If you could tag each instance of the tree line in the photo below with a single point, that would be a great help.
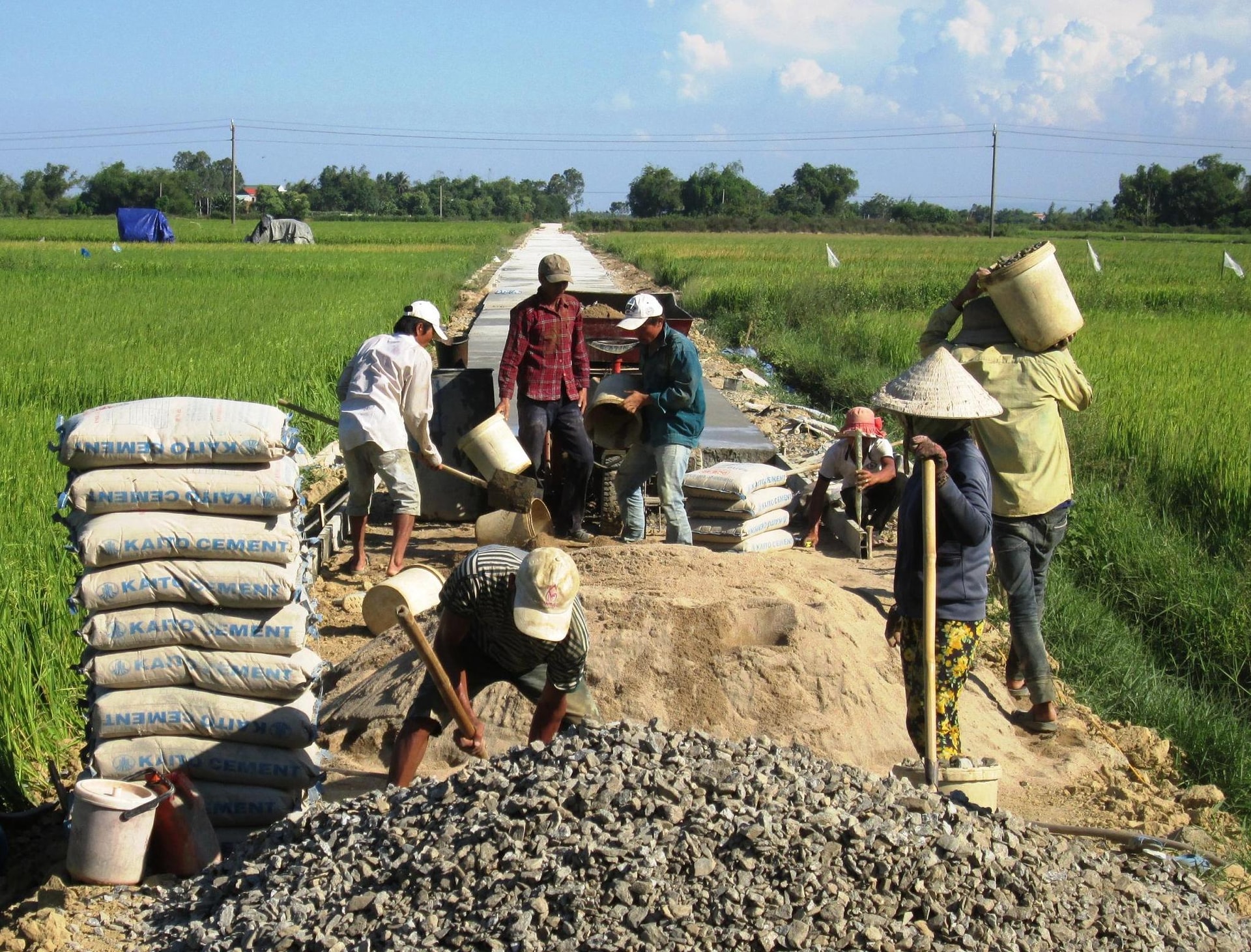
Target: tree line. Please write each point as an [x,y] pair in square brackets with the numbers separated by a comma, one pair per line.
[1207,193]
--
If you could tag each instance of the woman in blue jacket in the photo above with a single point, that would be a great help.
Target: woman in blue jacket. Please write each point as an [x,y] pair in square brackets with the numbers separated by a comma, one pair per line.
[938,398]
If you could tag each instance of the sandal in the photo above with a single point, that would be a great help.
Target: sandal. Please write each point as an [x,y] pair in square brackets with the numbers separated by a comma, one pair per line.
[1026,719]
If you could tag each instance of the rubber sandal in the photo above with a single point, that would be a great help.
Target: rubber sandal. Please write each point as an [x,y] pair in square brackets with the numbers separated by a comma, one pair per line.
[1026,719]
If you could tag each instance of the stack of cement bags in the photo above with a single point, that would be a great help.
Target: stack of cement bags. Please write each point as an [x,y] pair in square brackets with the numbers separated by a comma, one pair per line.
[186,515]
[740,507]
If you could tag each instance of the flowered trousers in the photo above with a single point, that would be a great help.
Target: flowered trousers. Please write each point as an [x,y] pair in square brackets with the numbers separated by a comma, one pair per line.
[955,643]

◆ Exercise description:
Exactly the lines above from the one with "If you could tag each instance of the rubber" to the one with "If you could tag each instance of the stack", both included, are to be quoted; leave the rest out.

◆ Finished exercise:
If you could tag each instance of the rubber sandal in the photo above with a single point, that would be a great help.
Target: rubber sandal. Please write each point as an [x,y] pair in square brackets with the numbers separated by a comma, one pair per line.
[1026,719]
If you could tag each instance of the stack of cement bags in the photo above with a single point, that would be a great help.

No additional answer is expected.